▶ [EXERCISE REQUIREMENTS]
Please write out exactly the lines that begin at the line containing "Task: locate the stadium" and run to the end of the records.

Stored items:
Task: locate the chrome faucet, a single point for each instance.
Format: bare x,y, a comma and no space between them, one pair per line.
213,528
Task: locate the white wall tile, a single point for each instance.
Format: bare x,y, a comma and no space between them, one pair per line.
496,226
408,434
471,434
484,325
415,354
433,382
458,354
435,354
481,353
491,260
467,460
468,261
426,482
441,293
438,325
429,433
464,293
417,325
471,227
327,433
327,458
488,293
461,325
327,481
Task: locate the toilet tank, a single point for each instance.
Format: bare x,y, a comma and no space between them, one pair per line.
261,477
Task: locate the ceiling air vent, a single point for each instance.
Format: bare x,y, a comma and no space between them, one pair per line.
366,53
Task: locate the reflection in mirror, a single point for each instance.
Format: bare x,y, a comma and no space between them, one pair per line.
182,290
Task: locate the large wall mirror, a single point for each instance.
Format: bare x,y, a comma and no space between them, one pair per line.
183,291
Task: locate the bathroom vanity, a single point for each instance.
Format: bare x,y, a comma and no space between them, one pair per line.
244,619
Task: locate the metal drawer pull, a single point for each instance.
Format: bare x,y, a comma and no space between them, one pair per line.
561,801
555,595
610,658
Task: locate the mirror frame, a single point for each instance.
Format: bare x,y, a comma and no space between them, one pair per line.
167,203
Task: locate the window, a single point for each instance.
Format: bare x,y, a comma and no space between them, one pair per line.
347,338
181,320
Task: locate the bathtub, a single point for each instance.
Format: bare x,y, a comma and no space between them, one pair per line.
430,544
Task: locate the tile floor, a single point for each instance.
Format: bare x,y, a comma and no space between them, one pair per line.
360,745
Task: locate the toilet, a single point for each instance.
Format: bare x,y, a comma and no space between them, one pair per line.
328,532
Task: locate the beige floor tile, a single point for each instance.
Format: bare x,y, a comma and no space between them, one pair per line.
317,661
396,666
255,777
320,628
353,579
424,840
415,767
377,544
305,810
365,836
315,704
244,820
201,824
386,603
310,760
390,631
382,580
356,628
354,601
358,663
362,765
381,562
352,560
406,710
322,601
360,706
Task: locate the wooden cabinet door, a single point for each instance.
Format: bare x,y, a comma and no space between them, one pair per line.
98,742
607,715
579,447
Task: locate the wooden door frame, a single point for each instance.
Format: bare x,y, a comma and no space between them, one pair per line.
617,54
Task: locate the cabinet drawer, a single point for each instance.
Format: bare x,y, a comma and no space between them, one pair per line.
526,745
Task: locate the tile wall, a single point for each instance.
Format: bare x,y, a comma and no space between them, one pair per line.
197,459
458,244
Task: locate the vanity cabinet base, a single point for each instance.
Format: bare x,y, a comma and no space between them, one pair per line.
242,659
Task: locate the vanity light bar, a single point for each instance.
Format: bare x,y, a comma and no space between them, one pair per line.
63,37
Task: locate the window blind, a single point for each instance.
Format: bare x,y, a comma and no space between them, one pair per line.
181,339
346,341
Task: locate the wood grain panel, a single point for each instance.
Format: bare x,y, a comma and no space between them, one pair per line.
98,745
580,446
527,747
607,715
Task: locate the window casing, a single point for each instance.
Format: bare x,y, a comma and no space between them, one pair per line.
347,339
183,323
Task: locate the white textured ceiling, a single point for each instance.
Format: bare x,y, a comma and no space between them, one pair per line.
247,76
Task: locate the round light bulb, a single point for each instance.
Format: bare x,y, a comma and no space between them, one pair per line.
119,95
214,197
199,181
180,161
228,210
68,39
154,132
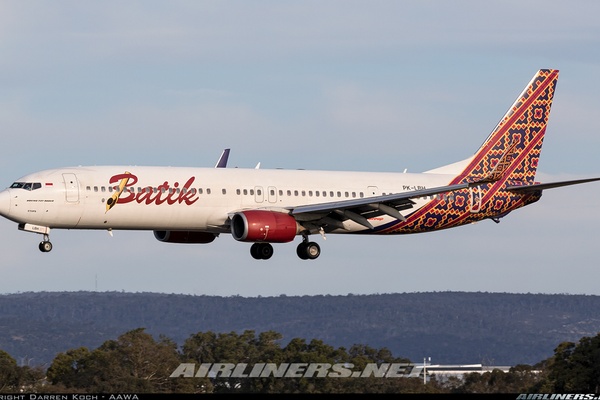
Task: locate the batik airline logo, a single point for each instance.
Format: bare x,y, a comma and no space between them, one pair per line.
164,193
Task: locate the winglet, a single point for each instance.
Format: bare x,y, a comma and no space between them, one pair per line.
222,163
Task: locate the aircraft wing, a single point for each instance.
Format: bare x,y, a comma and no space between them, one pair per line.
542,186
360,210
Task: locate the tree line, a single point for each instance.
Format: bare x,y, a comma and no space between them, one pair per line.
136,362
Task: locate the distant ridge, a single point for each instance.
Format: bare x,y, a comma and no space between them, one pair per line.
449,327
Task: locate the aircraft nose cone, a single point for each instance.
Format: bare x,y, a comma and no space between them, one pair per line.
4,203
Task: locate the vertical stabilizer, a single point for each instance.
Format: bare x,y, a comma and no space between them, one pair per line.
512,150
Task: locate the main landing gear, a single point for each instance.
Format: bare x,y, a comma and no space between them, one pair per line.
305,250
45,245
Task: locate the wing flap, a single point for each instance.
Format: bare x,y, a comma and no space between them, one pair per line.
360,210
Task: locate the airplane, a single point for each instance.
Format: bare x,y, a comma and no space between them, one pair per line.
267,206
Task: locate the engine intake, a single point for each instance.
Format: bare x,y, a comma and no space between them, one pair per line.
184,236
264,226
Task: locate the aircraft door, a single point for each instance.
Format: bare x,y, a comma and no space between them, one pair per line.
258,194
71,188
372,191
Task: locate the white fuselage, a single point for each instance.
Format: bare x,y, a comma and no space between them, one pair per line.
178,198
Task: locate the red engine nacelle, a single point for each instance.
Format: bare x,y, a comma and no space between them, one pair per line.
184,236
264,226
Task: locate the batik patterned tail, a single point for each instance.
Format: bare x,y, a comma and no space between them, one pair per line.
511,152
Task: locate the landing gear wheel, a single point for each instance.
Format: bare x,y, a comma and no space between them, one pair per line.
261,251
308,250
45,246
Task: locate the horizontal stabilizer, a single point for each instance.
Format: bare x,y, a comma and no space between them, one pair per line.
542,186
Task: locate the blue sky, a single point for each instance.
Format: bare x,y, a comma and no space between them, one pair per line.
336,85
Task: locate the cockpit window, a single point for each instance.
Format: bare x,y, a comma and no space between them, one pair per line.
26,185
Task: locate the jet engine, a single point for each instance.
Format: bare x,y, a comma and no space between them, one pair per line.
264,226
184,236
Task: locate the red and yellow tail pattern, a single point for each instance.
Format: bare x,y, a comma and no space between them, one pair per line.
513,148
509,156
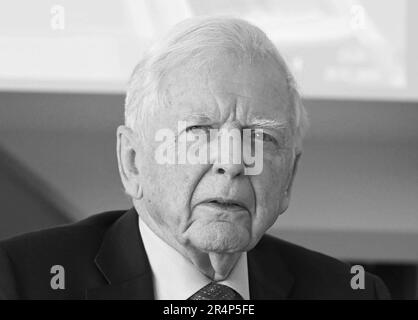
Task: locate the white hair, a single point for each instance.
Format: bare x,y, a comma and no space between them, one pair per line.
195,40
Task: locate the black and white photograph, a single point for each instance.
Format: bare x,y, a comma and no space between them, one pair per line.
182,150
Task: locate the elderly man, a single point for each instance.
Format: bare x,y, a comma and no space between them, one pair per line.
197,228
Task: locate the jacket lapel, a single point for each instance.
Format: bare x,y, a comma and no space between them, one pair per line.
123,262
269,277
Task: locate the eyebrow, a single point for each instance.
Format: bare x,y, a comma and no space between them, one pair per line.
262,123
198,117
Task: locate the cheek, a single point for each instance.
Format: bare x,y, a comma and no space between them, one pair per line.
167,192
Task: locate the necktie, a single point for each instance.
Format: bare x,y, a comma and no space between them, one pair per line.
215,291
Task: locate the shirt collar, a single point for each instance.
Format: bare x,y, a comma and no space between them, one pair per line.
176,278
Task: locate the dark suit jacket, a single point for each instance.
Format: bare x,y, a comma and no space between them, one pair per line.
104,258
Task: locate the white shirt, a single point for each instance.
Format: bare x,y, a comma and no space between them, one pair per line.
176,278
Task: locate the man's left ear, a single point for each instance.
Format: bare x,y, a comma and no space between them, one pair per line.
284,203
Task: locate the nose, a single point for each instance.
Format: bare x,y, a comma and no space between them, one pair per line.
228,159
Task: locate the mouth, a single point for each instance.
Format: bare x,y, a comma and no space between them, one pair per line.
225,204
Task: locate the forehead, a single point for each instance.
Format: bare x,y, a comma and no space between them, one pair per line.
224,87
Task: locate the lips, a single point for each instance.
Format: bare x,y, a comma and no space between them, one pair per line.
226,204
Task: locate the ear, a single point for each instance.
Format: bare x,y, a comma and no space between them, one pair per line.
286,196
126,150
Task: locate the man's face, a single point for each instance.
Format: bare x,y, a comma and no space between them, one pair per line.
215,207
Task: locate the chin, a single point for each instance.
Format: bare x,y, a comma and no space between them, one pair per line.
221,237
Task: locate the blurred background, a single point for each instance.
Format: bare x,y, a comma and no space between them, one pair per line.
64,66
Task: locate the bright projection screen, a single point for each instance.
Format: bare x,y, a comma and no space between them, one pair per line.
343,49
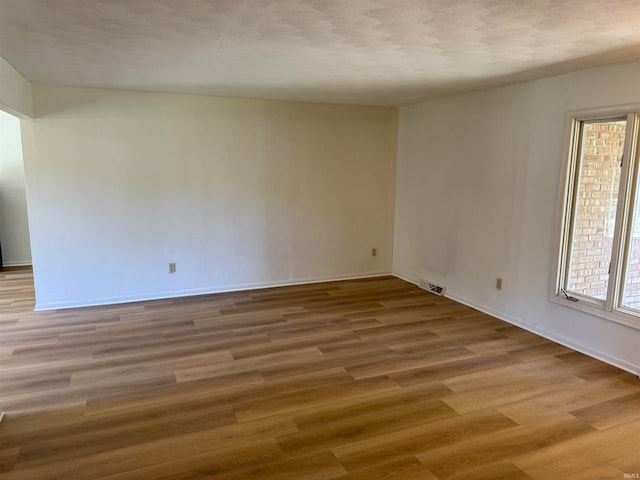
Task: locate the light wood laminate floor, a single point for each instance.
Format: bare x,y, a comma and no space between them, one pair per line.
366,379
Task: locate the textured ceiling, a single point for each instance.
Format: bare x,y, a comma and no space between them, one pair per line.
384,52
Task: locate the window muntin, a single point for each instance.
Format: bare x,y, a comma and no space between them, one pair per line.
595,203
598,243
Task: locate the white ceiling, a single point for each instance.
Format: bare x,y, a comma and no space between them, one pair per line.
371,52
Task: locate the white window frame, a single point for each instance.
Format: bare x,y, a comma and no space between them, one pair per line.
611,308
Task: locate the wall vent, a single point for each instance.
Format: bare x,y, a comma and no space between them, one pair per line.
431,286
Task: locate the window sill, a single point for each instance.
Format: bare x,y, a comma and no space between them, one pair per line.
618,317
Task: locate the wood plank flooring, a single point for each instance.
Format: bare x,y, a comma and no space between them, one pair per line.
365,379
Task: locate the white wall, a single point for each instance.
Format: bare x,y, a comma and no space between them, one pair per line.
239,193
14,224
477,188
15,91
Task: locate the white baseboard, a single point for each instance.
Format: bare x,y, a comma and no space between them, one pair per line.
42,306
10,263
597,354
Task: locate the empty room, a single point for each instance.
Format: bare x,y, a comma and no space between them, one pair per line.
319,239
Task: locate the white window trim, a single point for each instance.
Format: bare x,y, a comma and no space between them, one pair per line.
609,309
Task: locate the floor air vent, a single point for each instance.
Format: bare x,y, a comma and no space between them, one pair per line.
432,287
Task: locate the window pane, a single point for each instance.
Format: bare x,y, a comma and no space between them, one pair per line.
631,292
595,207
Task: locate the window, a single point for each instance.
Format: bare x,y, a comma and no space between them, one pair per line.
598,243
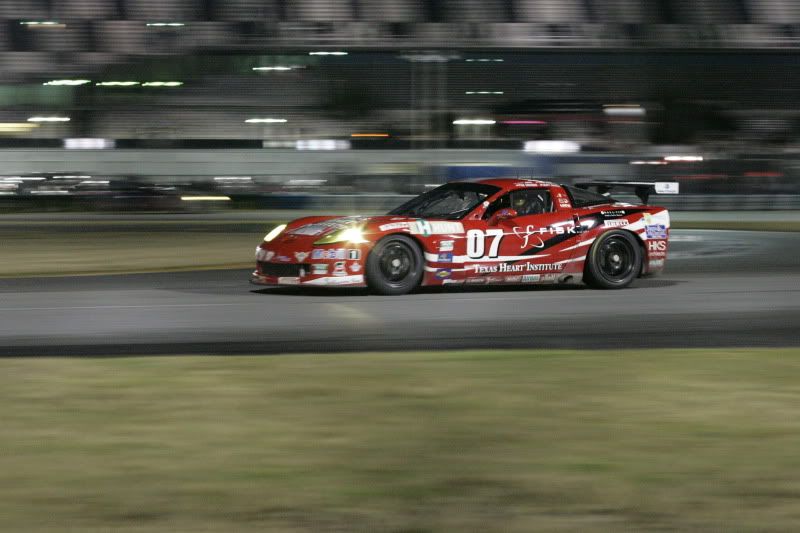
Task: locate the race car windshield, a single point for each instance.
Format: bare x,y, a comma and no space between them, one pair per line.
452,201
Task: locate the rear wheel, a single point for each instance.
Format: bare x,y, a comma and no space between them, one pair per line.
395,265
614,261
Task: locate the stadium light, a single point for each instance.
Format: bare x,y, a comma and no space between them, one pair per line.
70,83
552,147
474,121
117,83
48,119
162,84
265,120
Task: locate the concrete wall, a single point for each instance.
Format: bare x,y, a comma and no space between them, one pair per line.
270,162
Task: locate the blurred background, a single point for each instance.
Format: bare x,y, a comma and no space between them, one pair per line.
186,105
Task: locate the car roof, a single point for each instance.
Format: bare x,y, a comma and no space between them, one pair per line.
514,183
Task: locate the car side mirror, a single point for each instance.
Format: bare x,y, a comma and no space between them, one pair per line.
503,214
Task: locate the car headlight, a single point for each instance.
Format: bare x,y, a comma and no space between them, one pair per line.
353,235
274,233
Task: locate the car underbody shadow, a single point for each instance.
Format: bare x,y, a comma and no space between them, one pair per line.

▶ [TASK RESPONSE]
Task: locate the stadium light, a single point for each instance.
Format: bare x,y, a comma and no space between them, one pair per line.
70,83
552,147
474,121
117,83
48,119
162,84
265,120
Task: locate the concrete wall, a single point for each instance.
Format: bare x,y, a comma and no space between them, one pair per line.
270,162
Task: locate the blurred background, a single point for each instance.
Format: bare x,y, a comma and no space between them, one pair per line.
186,105
Task: locate the car roof, a single point for each instance.
Format: bare x,y, a comma and no space between them, one pair per line.
514,183
Task: locate the car side mirror, a single point for each instance.
Format: bare x,y, a comma and no space between them, one pair per line.
503,214
Task: locate the car headlight, a single point for each instance.
Format: bare x,y, a comma and no space between them, one pair per line.
353,235
274,233
Task: locate the car underbody shadow, a single point for each instance.
Format: bare x,y, a comma and no space between them, one pair per line.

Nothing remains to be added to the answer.